** Record set **
— START —

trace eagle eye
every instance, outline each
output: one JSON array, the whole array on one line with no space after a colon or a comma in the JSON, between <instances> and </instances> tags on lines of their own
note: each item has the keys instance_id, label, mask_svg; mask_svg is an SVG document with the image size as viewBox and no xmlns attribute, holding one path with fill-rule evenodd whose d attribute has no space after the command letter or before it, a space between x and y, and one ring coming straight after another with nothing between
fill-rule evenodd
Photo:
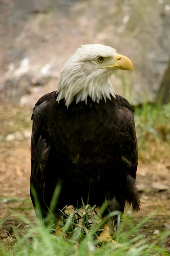
<instances>
[{"instance_id":1,"label":"eagle eye","mask_svg":"<svg viewBox=\"0 0 170 256\"><path fill-rule=\"evenodd\" d=\"M97 61L99 63L102 63L104 61L104 58L103 57L99 57L97 59Z\"/></svg>"}]
</instances>

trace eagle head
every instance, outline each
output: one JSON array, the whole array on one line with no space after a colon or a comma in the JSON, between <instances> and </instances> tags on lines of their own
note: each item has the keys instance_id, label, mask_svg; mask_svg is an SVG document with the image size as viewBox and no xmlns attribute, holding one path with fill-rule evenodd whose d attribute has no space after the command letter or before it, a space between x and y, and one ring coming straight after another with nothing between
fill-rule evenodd
<instances>
[{"instance_id":1,"label":"eagle head","mask_svg":"<svg viewBox=\"0 0 170 256\"><path fill-rule=\"evenodd\" d=\"M101 44L85 44L78 48L64 64L59 79L57 100L64 99L68 107L74 99L86 102L90 96L99 102L116 98L109 79L117 69L133 70L131 61L115 49Z\"/></svg>"}]
</instances>

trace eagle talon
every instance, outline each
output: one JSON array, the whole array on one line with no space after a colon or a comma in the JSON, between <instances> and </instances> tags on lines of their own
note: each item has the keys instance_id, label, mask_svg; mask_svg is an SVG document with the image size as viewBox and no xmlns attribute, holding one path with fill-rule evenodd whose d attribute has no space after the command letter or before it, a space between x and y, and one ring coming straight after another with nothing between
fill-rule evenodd
<instances>
[{"instance_id":1,"label":"eagle talon","mask_svg":"<svg viewBox=\"0 0 170 256\"><path fill-rule=\"evenodd\" d=\"M105 224L103 227L103 230L100 234L99 236L97 239L97 241L100 243L105 242L110 243L114 246L122 247L121 244L119 244L117 242L113 240L110 235L109 231L109 227L108 224Z\"/></svg>"}]
</instances>

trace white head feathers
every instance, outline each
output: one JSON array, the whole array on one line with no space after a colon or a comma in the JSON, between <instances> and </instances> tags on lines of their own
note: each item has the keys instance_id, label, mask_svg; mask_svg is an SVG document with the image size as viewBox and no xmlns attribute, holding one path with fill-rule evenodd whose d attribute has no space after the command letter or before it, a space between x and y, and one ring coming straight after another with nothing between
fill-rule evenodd
<instances>
[{"instance_id":1,"label":"white head feathers","mask_svg":"<svg viewBox=\"0 0 170 256\"><path fill-rule=\"evenodd\" d=\"M115 49L101 44L84 45L77 49L63 66L57 100L65 99L68 107L74 97L76 103L86 102L88 96L98 103L102 97L105 101L110 96L116 98L109 80L113 70L101 68L113 62L116 53Z\"/></svg>"}]
</instances>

— END —

** Written task **
Render every line of the items above as a Markdown table with two columns, Row for the row number and Text for the line. Omit blank lines and pictures.

** The solution **
| Row | Text |
|---|---|
| 1 | trace eagle eye |
| 2 | every instance, outline each |
| 3 | output: one JSON array, the whole array on one line with no space after a colon or a comma in the JSON, between <instances> and </instances> tags on lines of their own |
| 4 | note: each item has the keys instance_id, label, mask_svg; mask_svg is an SVG document with the image size as viewBox and no xmlns attribute, holding one path with fill-rule evenodd whose d attribute has no space after the command letter or before it, a space between x and y, and one ring coming straight after another with nothing between |
| 5 | fill-rule evenodd |
| 6 | Photo: |
| 7 | <instances> |
| 8 | [{"instance_id":1,"label":"eagle eye","mask_svg":"<svg viewBox=\"0 0 170 256\"><path fill-rule=\"evenodd\" d=\"M97 61L99 63L102 63L104 61L104 58L103 57L99 57L97 59Z\"/></svg>"}] |
| 9 | </instances> |
| 10 | trace eagle head |
| 11 | every instance, outline each |
| 12 | output: one JSON array, the whole array on one line with no space after a colon or a comma in the JSON, between <instances> and </instances> tags on lines of their own |
| 13 | note: each item has the keys instance_id, label, mask_svg; mask_svg is an SVG document with the image size as viewBox and no xmlns attribute, holding one path with fill-rule evenodd whose d attribute has no space after the command letter or before it, a space between x and y, and one ring coming straight after another with nothing between |
| 14 | fill-rule evenodd |
| 15 | <instances> |
| 16 | [{"instance_id":1,"label":"eagle head","mask_svg":"<svg viewBox=\"0 0 170 256\"><path fill-rule=\"evenodd\" d=\"M101 44L85 44L78 48L64 64L59 79L57 100L64 99L68 107L74 99L86 102L90 96L99 102L116 98L109 79L117 69L133 70L131 61L115 49Z\"/></svg>"}] |
| 17 | </instances> |
| 18 | trace eagle talon |
| 19 | every instance, outline each |
| 20 | output: one JSON array, the whole array on one line with no space after a colon or a comma in the JSON, between <instances> and </instances> tags on lines of their own |
| 21 | note: each item has the keys instance_id, label, mask_svg; mask_svg is an SVG document with the image size as viewBox and no xmlns attribute, holding one path with fill-rule evenodd whose d attribute has no space after the command letter or before it, a space between x and y, and one ring coming straight after another with nothing between |
| 22 | fill-rule evenodd |
| 23 | <instances> |
| 24 | [{"instance_id":1,"label":"eagle talon","mask_svg":"<svg viewBox=\"0 0 170 256\"><path fill-rule=\"evenodd\" d=\"M105 224L103 227L103 230L100 234L99 236L97 239L97 241L100 243L105 242L110 243L114 246L122 247L121 244L119 244L117 242L113 240L110 235L109 231L109 227L108 224Z\"/></svg>"}] |
| 25 | </instances> |
| 26 | trace white head feathers |
| 27 | every instance, outline each |
| 28 | output: one JSON array, the whole array on one line with no space after a colon or a comma in the JSON, between <instances> and </instances> tags on lines of their own |
| 29 | note: each item has the keys instance_id, label, mask_svg; mask_svg is an SVG document with the image size as viewBox and no xmlns attribute, holding one path with fill-rule evenodd whose d attribute has no space after the command letter or before it, a space between x and y, and one ring coming straight after another with nothing between |
| 30 | fill-rule evenodd |
| 31 | <instances> |
| 32 | [{"instance_id":1,"label":"white head feathers","mask_svg":"<svg viewBox=\"0 0 170 256\"><path fill-rule=\"evenodd\" d=\"M115 49L101 44L84 45L77 49L63 66L57 100L65 99L68 107L74 97L76 103L86 102L88 96L98 103L102 97L105 101L110 96L116 98L109 80L113 70L101 68L113 62L116 53Z\"/></svg>"}] |
| 33 | </instances> |